TEXTO DE LECTURA:
___
Pero si hay algo que Dios quiere de nosotros es que disfrutemos la vida que nos dio a vivir. Jesús mismo dijo que el ladrón no viene sino a matar, hurtar y destruir; pero Él vino para que tengamos vida y vida en abundancia. Una vida abundante, una vida plena, una vida que debemos disfrutar junto a Él. Y esto va mucho más allá de las “razonables causas” para tener la cara larga, porque no quiere decir que no tendremos nunca más problemas, ni desbarajustes económicos, ni dificultades personales, ni ningún tipo de enfermedad. Pero todo esto está por debajo, es trascendido, es superado por la vida abundante que Dios nos promete. Es dar unos pasos atrás y mirar el cuadro desde otra perspectiva, desde un ángulo que contempla la eternidad.
“Deléitate así mismo en el Señor” ¿Realmente encontramos placer en nuestra relación con Dios? ¿sinceramente disfrutamos plenamente nuestra vida con Cristo? Si su Palabra nos manda a deleitarnos en Él, ese deleite tiene que ser posible o entonces la Biblia está llena de lindos deseos pero empíricamente irrealizables. Pero cuanto uno más se interioriza en su Palabra más encuentra promesas de bienestar para esta vida y para la venidera. Dios quiere que nosotros sintamos placer. Dios quiere que disfrutemos la vida. ¿Pero de qué modo? En Él. ¿Y qué significará deleitarse en Él? Para explicarlo debo volver al colectivo.
Esa mañana con mi cara larga y entrecejo fruncido, ahogado en un maremoto de problemas y ansiedades, era necesario que diera el paso atrás del pintor para analizar el cuadro desde la otra perspectiva. Y si podía dar más de uno, dos quizás, tres mejor; veía un rectangulito pequeño en la autopista. Ese era el colectivo. Ahí iba yo. Si daba cuatro pasos, cinco tal vez; veía un vasto amanecer con un sol enorme que se fraguaba en el Río de la Plata y pintaba las piedras de anaranjado. Podía escuchar el viento y el ruidito de choque de las ramas entre sí. Podía respirar el rocío que se levantaba del pasto mojado algo escarchado durante la noche y sentir la inmensidad que me abarcaba y absorbía al mismo tiempo. Un puntito insignificante en el mundo. Una marquita en el universo. Y sin embargo esto tan vasto y plural que me rodeaba había sido creado por Él. Sí, Él, que mide las aguas con el hueco de su mano y los cielos con su palma. Él, que con tres dedos juntó el polvo de la tierra y pesó los montes con balanza. Él, que llama a todas las estrellas por su nombre y puede sacar a tiempo las constelaciones del universo. Ese Dios omnipotente es el que sopló aliento de vida en mí. El que me amó hasta la muerte y más. El que conoce mi nombre y me susurra cada mañana con su creación. Ese Dios me dice: Deléitate en mí. En mi providencia. En mi cuidado. En mi voluntad. En mi amor. Ese Dios es el que está conmigo y me pide que disfrute. Que para eso me ha creado. Que para eso me ha dado vida. El gozo en mí debe ser tu fuerza.
___
(Datos de anclaje de expresiones referenciales)
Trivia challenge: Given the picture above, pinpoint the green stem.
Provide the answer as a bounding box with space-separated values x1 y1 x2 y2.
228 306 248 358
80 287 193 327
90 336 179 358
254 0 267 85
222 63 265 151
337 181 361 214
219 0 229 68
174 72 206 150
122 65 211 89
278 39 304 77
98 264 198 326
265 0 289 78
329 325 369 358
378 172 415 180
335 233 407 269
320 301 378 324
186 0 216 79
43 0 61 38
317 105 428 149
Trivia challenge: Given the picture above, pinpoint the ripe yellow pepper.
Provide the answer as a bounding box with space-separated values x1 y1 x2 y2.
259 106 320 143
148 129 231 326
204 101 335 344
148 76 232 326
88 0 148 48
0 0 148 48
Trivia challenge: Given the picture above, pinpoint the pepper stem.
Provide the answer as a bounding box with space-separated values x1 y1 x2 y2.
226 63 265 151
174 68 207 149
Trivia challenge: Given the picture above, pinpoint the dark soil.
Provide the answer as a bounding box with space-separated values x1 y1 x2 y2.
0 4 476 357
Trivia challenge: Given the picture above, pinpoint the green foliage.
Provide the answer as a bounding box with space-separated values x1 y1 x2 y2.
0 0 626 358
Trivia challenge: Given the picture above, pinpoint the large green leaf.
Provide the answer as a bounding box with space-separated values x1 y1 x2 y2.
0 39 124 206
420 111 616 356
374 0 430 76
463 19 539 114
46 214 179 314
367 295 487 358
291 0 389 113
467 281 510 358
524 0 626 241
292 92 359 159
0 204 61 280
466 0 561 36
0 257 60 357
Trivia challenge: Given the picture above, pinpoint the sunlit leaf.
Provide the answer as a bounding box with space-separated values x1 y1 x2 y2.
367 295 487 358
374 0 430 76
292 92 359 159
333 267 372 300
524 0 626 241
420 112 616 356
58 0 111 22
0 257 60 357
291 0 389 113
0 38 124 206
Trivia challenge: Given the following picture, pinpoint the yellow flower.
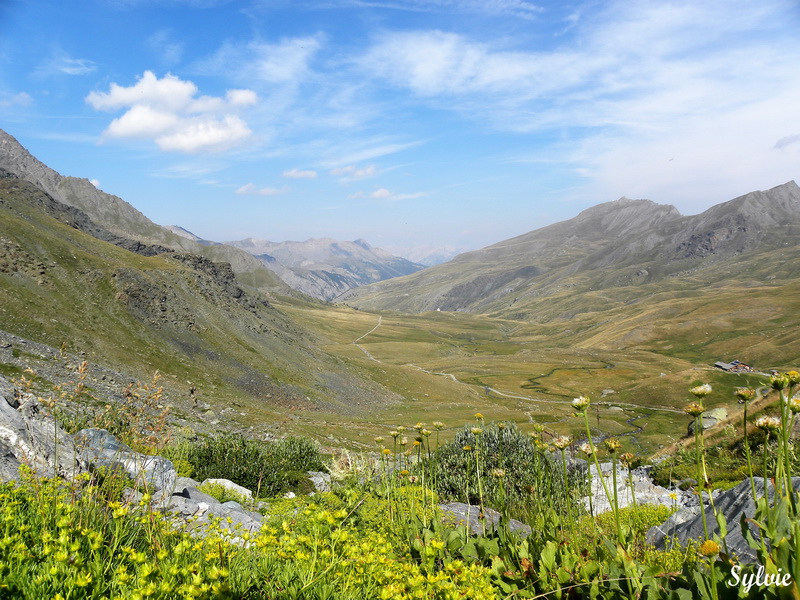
___
CONSIGNAS DE TRABAJO:
1 – Imprime el fragmento del texto sobre el deleite en Dios que empieza con "Pero si hay" y sigue hasta "contempla la eternidad.".
2 – Según el texto sobre el deleite en Dios, ¿para qué dijo Jesús que vino?
3 – Prosigue el texto sobre el deleite en Dios a partir de donde termina.
Estos datos no se usan para nada aquí.

RESPUESTAS DEL EJERCICIO:
1 –
Pero si hay algo que Dios quiere de nosotros es que disfrutemos la vida que nos dio a vivir. Jesús mismo dijo que el ladrón no viene sino a matar, hurtar y destruir; pero Él vino para que tengamos vida y vida en abundancia. Una vida abundante, una vida plena, una vida que debemos disfrutar junto a Él. Y esto va mucho más allá de las “razonables causas” para tener la cara larga, porque no quiere decir que no tendremos nunca más problemas, ni desbarajustes económicos, ni dificultades personales, ni ningún tipo de enfermedad. Pero todo esto está por debajo, es trascendido, es superado por la vida abundante que Dios nos promete. Es dar unos pasos atrás y mirar el cuadro desde otra perspectiva, desde un ángulo que contempla la eternidad.

2 – Para que tengamos vida y vida en abundancia.

3 –
Por momentos nuestra vida se sube al tren de lo inmediato. Se llena de vértigo, de temor, de ansiedad. La preexistencia del Señor todopoderoso se vuelve una especie de concepto, y la paz que Jesús no deja se nos escapa de las manos porque somos incapaces de sostenerla. Pero Él nos la da y no como el mundo la da sino de un modo distinto: Jesús venció al mundo, y aquello que tenemos en Él trasciende cualquier otra cosa. Supera el más fatídico problema. Entonces sólo cuando somos capaces de ver la huella de nuestro Creador en las cosas que nos rodean, recién entendemos esa verdad que debiera gobernar cada acto de nuestra existencia: Él me ha dado una vida superior, una vida abundante, una vida plena; esa es la vida que debo vivir.
¿El cuadro se ve feo? Dé unos pasos atrás y contemple la imagen desde otra perspectiva. Escuche hablar a Dios a través de su creación. Son palabras elocuentísimas. El mismo Señor que hizo cosas tan maravillosas es el que está con usted, el que lo ama, el que lo escucha, el que anhela su dicha. ¿Lo puede ver? Perfecto. Ahora deléitese.